_Exercise directions:_ Continue the passage about objecting to City Airport's consultation, starting right after its final sentence.

START Passage shown

City Airport very clearly failed to consult the residents who will be affected by its plans before the closing date of the consultation. Now it’s time to take action – if we work together, we can win this.

What can you do?

1. Write to the Civil Aviation Authority to object to how the consultation was carried out.  This is now the most important activity – below is a template you can use.  Feel free to adapt it (it will have the most impact if you use your own words) but don’t worry about copying it straight if you’re short on time or inspiration! The key thing to remember is to focus on your concerns with how the consultation was carried out, rather than why you disagree with the actual proposals.

END Passage shown
START Provided information

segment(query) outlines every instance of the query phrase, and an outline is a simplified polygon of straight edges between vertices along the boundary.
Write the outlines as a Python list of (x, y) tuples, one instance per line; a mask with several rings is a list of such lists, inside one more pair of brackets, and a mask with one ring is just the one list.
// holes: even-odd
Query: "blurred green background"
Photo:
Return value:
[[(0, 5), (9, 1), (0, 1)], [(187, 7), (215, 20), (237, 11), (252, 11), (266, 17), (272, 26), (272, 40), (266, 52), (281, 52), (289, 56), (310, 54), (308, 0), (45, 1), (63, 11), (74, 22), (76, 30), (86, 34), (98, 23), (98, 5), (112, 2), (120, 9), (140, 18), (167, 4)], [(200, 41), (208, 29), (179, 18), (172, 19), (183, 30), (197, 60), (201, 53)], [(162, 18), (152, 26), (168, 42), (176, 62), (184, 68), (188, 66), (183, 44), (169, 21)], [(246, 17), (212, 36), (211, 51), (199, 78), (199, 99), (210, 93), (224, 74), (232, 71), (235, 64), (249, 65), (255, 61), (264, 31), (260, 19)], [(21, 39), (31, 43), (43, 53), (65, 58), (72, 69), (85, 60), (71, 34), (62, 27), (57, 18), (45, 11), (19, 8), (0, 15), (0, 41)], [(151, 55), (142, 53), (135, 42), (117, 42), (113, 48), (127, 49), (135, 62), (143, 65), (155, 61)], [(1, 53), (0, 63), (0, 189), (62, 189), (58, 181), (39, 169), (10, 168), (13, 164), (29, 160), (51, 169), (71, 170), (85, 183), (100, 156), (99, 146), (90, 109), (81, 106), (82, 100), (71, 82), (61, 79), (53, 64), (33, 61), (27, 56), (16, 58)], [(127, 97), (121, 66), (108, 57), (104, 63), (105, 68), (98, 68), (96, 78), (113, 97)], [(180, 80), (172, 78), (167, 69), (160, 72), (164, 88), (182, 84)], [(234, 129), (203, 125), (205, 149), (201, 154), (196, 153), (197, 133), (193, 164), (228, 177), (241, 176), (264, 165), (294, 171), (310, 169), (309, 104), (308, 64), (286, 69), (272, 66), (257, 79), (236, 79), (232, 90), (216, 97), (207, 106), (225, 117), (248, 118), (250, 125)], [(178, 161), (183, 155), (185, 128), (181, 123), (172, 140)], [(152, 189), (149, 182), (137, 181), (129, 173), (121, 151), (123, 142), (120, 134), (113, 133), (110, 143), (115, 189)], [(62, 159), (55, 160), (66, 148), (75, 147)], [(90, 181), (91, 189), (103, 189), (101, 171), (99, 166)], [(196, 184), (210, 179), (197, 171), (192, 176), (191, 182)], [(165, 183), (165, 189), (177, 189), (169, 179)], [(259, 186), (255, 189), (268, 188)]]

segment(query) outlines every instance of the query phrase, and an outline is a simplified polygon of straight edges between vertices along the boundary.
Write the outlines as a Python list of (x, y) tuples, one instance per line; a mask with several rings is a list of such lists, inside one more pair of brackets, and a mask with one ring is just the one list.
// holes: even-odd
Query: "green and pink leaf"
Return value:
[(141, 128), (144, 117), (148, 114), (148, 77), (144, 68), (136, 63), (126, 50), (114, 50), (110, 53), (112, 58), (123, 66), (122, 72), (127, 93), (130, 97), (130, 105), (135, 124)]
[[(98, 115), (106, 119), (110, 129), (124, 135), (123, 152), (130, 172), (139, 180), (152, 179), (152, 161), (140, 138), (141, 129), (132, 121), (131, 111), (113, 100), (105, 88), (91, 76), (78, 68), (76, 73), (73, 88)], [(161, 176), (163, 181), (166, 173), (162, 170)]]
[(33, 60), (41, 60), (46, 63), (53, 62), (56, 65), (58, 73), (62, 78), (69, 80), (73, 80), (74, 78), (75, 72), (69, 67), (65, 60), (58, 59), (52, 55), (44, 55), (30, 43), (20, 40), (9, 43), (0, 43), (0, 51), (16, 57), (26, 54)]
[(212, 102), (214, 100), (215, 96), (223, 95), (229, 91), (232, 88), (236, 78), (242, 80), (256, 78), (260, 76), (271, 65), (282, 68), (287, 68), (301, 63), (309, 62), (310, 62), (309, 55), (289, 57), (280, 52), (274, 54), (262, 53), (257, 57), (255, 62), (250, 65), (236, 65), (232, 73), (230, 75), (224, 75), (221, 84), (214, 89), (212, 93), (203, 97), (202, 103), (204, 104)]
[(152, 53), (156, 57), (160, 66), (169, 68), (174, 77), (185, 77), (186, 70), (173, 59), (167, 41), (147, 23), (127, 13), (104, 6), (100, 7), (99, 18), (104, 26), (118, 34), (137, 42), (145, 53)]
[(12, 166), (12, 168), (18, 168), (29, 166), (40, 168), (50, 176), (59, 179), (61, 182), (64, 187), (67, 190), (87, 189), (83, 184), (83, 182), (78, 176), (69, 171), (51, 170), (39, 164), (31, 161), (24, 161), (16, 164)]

END Provided information

_Exercise result:_
Send your email to this address: or alternatively you can mail it to:

Airspace Business Coordinator,
Safety & Airspace Regulation Group,
CAA House, 45 – 59 Kingsway,
London, WC2B 6TE

Dear Sir/ Madam,

I would like to raise my concerns over London City Airport’s recent flight path consultation for the following reasons:

1. The proposed changes are not minor as they would greatly impact the quality of life of tens of thousands of people in a significant way:
– The flight path under discussion may well already be being used, but our understanding is that the proposals would increase traffic on this route by c. 40%.
– Additionally, the airport is not even operating at fully capacity yet and should there be any expansion, the problem will become even worse.
2. London City did not make any serious attempt to consult residents who would be affected by its proposals:
– The consultation documents were posted on an airport website and residents could not be reasonably expected to pick up information in this way (who regularly surfs an airport’s website?)
– It only told its Consultative Committee about the plans.  It did not directly tell local authorities, MPs, Greater London Authority members or local residents.
– Airport representatives only attended public meetings when they had been organised by residents, and only then in two areas (Wanstead and Leytonstone).
– Only one press release was sent out to borough newspapers, at the end of August and in a week when there was a Bank Holiday.  This is not adequate engagement with the media.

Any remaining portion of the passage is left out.